> [Your task]: Duplicate the part of the records that opens with the line containing "BBOX pile of dumplings" and closes with the line containing "(119, 357), (236, 468)", including both of those lines.

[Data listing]
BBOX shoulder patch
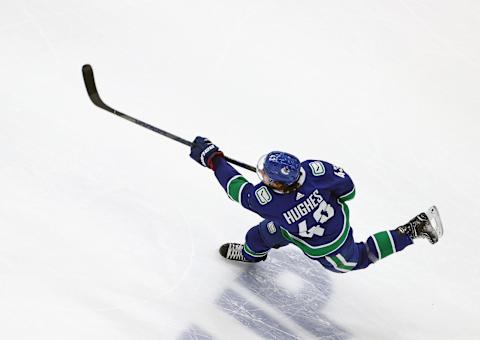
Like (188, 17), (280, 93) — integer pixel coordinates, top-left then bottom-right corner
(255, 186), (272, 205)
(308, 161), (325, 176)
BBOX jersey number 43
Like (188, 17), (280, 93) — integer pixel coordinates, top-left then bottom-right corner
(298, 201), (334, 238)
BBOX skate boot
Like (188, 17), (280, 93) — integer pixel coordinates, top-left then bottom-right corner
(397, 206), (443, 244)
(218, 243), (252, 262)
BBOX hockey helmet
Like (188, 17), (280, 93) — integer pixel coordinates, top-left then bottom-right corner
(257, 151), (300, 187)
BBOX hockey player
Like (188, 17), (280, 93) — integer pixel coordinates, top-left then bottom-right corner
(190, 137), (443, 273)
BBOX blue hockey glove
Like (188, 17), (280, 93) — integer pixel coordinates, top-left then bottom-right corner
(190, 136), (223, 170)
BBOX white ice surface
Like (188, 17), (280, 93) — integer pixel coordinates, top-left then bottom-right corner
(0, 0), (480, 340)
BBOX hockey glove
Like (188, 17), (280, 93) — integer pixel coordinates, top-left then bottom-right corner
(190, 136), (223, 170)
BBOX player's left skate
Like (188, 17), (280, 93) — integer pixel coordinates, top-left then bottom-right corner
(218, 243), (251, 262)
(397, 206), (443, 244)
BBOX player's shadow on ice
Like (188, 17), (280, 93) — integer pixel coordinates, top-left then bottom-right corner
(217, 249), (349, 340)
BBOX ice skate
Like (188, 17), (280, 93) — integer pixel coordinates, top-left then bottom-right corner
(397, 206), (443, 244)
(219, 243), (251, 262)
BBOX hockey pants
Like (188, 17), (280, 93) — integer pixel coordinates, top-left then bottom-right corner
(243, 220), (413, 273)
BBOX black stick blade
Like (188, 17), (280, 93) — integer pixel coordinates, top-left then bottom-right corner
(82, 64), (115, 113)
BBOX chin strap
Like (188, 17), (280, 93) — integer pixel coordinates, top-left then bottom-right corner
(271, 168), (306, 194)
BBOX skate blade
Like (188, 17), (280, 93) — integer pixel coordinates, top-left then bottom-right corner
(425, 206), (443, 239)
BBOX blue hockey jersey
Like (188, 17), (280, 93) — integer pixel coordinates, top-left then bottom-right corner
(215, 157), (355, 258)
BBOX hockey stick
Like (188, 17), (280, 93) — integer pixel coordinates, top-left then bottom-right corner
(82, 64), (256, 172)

--

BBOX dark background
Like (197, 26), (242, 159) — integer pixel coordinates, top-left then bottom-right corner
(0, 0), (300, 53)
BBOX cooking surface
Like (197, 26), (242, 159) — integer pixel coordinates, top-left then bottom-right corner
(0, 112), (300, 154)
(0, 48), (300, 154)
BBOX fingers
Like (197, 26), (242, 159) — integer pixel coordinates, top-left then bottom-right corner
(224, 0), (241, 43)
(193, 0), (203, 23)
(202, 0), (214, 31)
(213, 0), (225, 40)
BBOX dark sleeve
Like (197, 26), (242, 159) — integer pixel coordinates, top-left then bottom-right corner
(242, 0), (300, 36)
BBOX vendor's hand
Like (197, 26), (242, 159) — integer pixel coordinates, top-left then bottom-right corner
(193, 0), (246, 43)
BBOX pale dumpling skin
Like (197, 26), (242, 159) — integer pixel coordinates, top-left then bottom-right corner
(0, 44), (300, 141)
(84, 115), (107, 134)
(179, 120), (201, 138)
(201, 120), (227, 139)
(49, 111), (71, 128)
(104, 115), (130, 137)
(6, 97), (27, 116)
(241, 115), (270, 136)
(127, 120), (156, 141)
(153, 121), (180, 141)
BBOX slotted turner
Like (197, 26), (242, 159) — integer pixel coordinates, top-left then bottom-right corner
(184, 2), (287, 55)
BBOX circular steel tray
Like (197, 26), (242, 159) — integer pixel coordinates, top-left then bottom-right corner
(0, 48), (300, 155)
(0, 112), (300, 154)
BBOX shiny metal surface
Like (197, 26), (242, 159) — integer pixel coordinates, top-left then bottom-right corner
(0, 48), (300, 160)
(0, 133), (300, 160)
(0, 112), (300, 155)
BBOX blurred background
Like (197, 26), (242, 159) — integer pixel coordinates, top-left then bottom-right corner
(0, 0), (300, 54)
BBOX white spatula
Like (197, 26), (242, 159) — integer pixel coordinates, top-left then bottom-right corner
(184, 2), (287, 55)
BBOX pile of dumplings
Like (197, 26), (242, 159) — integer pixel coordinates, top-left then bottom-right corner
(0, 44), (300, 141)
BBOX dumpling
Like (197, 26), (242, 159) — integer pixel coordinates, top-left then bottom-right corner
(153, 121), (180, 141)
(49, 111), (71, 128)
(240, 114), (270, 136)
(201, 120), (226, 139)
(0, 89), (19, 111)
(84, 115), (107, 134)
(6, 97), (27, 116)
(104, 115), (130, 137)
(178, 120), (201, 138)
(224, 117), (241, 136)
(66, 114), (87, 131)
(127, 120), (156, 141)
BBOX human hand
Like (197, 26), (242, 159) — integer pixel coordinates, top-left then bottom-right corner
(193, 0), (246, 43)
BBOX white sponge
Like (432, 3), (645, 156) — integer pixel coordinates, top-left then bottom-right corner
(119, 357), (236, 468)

> [Answer to this exercise]:
BBOX pile of dumplings
Like (197, 26), (242, 159) — integer pixel coordinates, top-left then bottom-right corner
(0, 44), (300, 141)
BBOX dumpling
Like (197, 26), (242, 159) — integer pixel coordinates, top-left then bottom-right corner
(153, 121), (180, 141)
(49, 111), (71, 128)
(240, 114), (270, 136)
(201, 120), (226, 139)
(0, 89), (19, 111)
(84, 115), (107, 134)
(6, 97), (27, 116)
(104, 115), (130, 137)
(178, 120), (201, 138)
(224, 117), (241, 136)
(66, 114), (87, 131)
(127, 120), (156, 141)
BBOX human hand
Like (197, 26), (242, 159) — integer pixel coordinates, top-left then bottom-right corner
(193, 0), (246, 43)
BBOX white sponge
Like (432, 3), (645, 156) — integer pixel coordinates, top-left then bottom-right corner
(119, 357), (236, 468)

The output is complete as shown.